Directions
1. In the article about the charter boat captain's death, what nickname did people give Allen Kruse?
2. Copy the passage of the article on the charter captain's death from "Other boat captains" to "in the head." word for word.

Excerpt provided
★ ★ ★ ★

Apparent suicide by fishing boat captain underlines oil spill's emotional toll
Thursday, June 24, 2010
Allen Kruse had been a charter fishing boat captain for more than two decades -- long enough that people called him by his boat's name, Rookie, as if they were one and the same. But then, two months ago, the leaking BP oil well began pouring crude into the waters where he took families fishing for snapper and amberjack.
Two weeks and two days ago, with his fishing grounds closed, Kruse, 55, took a job working for BP's cleanup crew. For the very people who'd caused the mess.
Other boat captains said Kruse, like them, found the effort confusing, overly bureaucratic and frustrating. He told them to keep their heads down, not to worry about the hassles. But those close to him saw he was losing weight.
On Wednesday morning, Kruse drove to his boat as usual. As the deckhands prepared for the day's work, Kruse, as the captain, was supposed to turn on the generator. But after a few minutes, the crew members said, they didn't hear anything and went looking for him. A deckhand found him in the wheelhouse, shot in the head.
The Baldwin County, Ala., coroner's office called his death an apparent suicide and said Kruse didn't leave a note. There's no way to be sure why he would have taken his life. But his friends see the tragedy as a clear sign of the BP spill's hidden psychological toll on the Gulf Coast, an awful feeling of helplessness that descends on people used to hard work and independence.
"We're helping cover up the lie. We're burying ourselves. We're helping them cover up the [expletive] that's putting us out of work," said a 27-year-old deckhand who was working for Kruse on Wednesday and spoke on condition of anonymity. He said Kruse was facing the same problems as others in his business: "It's just setting in with 'em, you know; reality's kicking in. And there's a lot of people that aren't as happy as they used to be."

★ ★ ★ ★

Entries shown
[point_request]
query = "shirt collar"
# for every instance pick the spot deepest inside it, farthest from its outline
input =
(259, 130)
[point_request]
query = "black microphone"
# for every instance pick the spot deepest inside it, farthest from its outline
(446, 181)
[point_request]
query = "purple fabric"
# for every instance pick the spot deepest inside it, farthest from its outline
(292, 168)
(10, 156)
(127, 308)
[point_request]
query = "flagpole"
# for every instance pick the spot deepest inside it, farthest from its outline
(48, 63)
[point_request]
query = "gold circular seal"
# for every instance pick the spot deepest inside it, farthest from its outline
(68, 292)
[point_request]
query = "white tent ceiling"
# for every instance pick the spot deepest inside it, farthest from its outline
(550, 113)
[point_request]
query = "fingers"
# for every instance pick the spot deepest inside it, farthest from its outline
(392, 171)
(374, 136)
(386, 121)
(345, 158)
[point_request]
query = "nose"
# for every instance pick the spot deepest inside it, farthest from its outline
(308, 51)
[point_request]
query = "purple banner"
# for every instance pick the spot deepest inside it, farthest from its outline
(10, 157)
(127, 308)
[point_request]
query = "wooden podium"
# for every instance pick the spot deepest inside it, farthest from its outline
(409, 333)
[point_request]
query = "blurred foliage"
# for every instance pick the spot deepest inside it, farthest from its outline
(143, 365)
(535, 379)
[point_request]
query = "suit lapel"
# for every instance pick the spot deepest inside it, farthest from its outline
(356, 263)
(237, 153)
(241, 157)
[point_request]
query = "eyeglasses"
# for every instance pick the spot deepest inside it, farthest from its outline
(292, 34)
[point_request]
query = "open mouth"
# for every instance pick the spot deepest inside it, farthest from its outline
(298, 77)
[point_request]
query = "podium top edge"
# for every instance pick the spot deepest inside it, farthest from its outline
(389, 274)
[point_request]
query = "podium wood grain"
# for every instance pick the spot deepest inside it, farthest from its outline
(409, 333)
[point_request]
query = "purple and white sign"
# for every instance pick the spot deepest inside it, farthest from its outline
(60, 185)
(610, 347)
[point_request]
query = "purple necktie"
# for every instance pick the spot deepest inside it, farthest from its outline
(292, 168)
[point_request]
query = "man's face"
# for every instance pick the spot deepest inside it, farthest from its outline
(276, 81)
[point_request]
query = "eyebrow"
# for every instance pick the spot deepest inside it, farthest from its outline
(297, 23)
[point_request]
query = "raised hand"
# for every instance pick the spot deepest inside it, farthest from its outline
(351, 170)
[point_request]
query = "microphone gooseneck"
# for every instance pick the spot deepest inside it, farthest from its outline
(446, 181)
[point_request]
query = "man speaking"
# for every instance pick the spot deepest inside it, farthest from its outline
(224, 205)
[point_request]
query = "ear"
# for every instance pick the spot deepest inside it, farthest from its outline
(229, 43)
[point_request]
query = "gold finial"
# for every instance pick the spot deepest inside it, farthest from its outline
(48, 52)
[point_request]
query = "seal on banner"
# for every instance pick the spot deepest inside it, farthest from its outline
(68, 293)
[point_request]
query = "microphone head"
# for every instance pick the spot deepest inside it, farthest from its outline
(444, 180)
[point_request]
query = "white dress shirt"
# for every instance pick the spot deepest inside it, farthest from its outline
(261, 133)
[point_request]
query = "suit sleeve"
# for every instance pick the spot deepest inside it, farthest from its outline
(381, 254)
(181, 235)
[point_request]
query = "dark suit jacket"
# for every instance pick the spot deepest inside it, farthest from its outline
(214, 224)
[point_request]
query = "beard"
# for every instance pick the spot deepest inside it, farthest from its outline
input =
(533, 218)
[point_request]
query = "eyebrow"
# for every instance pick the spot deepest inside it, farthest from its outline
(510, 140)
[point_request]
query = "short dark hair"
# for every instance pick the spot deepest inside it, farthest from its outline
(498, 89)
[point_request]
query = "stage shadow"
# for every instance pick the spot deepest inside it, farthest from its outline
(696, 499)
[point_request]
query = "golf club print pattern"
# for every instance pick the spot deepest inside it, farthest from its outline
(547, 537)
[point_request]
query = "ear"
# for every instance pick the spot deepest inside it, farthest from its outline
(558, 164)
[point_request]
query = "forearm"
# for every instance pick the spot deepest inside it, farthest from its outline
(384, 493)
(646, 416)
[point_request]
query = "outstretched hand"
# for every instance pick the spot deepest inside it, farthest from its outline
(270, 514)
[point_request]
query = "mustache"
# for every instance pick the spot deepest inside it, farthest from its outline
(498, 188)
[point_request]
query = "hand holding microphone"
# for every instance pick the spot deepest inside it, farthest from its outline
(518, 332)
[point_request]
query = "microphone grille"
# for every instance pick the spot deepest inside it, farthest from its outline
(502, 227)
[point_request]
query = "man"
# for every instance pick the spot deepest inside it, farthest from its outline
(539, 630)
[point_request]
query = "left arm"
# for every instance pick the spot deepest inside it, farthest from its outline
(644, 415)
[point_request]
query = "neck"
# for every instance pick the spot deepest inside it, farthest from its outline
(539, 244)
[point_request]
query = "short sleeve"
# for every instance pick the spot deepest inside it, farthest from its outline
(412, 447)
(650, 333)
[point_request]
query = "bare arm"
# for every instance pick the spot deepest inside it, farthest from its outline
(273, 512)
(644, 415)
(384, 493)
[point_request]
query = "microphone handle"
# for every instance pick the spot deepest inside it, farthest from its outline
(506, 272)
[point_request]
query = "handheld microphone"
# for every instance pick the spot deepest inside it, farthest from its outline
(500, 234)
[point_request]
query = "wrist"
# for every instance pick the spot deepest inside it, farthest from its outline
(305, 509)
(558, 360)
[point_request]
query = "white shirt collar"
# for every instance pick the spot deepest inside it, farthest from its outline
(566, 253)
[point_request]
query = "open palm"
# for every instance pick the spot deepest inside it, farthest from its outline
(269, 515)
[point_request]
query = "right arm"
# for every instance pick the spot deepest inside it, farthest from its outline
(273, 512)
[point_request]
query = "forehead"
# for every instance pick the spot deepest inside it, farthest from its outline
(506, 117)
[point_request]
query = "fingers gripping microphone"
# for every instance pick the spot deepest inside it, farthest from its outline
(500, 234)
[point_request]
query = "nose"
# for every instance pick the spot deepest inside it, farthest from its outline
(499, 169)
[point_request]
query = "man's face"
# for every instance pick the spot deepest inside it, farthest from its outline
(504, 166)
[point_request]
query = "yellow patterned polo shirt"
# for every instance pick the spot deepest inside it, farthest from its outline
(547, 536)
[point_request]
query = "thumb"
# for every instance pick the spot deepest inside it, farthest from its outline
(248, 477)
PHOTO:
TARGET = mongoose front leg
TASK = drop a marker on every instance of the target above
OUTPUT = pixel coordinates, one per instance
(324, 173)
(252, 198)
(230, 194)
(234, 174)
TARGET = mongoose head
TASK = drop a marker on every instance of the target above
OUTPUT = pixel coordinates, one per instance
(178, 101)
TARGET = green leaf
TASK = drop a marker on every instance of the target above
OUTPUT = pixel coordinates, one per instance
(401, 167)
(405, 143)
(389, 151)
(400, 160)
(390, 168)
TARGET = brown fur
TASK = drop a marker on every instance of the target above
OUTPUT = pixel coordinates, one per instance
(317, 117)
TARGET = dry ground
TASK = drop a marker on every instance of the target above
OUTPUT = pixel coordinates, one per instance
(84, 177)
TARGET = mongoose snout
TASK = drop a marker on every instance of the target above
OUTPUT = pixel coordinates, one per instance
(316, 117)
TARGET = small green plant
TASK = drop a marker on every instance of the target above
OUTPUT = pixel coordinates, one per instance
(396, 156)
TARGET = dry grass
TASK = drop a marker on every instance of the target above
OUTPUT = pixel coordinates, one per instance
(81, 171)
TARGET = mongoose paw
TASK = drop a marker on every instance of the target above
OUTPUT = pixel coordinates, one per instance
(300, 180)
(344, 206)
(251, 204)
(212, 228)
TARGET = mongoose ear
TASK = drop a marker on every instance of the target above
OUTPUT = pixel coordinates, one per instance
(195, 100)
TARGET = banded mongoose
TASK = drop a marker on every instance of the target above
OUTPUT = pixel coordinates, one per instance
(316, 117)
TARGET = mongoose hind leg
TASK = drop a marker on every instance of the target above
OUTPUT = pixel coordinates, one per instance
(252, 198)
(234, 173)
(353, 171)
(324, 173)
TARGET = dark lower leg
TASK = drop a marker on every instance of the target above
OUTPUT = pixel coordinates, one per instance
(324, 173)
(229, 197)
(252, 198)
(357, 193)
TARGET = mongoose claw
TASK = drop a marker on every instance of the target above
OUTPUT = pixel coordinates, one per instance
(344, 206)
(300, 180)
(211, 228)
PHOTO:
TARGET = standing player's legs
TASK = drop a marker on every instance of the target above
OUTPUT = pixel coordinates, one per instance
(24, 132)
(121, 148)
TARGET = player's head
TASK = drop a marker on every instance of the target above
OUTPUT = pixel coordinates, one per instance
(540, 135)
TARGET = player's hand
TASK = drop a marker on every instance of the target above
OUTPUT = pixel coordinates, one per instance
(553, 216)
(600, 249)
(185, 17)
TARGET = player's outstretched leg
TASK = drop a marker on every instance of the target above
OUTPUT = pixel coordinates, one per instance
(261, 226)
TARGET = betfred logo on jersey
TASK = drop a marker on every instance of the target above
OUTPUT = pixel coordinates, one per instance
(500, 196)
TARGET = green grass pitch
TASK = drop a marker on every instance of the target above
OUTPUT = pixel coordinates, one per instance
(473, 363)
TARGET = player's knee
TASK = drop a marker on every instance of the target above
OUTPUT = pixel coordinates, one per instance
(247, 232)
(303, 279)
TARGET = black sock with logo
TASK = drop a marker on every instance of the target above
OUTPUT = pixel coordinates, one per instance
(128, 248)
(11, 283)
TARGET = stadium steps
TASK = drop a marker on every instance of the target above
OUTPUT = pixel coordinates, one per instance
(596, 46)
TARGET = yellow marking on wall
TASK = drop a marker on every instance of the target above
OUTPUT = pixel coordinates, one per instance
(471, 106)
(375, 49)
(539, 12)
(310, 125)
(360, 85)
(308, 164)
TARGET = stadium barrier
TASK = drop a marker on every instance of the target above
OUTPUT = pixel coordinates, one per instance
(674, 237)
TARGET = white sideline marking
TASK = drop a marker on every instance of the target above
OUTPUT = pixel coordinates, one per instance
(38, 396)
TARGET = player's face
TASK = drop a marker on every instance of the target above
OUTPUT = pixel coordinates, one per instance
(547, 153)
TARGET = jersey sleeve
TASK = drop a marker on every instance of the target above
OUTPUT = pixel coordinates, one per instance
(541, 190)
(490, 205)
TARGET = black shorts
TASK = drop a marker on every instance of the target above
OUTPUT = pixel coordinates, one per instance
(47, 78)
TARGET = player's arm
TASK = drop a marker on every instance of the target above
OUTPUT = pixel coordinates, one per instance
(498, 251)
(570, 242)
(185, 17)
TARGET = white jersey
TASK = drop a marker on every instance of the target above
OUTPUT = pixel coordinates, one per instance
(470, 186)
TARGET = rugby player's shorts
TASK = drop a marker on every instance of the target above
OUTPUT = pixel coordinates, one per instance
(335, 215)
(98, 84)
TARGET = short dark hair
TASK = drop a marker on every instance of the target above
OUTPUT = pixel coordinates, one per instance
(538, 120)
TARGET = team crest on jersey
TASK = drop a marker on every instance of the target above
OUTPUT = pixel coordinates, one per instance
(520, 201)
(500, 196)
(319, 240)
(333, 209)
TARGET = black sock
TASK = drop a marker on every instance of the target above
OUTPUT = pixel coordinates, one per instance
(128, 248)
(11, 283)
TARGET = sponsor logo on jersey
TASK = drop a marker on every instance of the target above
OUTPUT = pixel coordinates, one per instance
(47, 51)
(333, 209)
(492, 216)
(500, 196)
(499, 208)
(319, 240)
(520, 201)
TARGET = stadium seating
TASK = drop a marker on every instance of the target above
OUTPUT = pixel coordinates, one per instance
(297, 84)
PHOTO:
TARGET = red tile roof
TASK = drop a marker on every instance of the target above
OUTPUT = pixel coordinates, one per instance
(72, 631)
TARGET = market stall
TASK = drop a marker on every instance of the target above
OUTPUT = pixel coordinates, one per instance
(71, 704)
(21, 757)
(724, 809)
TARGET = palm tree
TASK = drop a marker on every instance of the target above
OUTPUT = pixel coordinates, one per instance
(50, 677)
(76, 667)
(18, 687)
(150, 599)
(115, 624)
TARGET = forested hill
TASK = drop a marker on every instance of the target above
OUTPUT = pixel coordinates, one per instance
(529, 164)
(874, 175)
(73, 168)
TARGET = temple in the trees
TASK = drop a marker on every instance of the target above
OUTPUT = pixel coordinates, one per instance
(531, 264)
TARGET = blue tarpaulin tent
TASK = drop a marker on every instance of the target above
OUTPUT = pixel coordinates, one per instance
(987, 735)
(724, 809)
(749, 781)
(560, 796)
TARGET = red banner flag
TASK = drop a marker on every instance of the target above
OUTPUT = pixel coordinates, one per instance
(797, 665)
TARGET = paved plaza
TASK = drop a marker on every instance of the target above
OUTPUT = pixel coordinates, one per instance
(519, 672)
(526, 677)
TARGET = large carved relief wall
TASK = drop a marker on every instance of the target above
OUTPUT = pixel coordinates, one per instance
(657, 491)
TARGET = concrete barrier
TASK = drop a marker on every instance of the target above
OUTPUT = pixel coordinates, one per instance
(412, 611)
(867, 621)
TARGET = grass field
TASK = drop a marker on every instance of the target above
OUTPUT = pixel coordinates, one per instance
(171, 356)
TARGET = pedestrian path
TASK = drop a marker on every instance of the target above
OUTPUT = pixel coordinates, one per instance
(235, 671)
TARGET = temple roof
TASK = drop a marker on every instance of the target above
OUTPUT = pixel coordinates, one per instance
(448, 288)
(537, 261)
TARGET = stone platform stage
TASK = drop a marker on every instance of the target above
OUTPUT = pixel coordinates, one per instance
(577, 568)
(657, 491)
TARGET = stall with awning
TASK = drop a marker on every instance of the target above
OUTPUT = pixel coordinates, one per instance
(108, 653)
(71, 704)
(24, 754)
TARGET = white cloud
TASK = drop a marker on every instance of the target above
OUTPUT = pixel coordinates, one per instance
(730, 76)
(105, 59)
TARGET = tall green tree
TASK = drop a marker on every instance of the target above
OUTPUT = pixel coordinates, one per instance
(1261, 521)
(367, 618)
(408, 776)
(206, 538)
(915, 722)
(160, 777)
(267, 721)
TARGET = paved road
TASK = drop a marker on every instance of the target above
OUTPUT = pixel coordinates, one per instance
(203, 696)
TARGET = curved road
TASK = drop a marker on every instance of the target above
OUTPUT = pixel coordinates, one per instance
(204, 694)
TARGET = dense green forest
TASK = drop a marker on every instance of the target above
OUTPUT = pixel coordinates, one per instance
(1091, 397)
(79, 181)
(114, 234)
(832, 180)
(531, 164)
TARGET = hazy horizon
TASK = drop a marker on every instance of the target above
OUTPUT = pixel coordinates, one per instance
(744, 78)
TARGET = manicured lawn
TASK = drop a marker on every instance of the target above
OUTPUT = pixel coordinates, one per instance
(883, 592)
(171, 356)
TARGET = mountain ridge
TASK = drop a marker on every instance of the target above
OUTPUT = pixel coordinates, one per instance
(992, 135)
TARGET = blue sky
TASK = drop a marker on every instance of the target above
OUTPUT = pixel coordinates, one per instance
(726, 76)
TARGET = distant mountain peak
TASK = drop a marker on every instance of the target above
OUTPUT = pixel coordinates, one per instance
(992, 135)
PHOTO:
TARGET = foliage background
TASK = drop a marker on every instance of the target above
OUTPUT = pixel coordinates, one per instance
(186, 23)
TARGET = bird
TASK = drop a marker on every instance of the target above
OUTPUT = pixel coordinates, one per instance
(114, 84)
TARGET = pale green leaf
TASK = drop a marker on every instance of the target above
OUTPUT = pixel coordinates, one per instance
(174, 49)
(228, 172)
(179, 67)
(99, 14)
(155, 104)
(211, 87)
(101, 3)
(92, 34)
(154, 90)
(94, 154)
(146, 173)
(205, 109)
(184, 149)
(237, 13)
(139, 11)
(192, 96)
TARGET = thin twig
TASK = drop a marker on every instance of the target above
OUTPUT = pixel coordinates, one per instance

★ ★ ★ ★

Task-by-task outputs
1. Rookie, the name of his boat.

2.
Other boat captains said Kruse, like them, found the effort confusing, overly bureaucratic and frustrating. He told them to keep their heads down, not to worry about the hassles. But those close to him saw he was losing weight.
On Wednesday morning, Kruse drove to his boat as usual. As the deckhands prepared for the day's work, Kruse, as the captain, was supposed to turn on the generator. But after a few minutes, the crew members said, they didn't hear anything and went looking for him. A deckhand found him in the wheelhouse, shot in the head.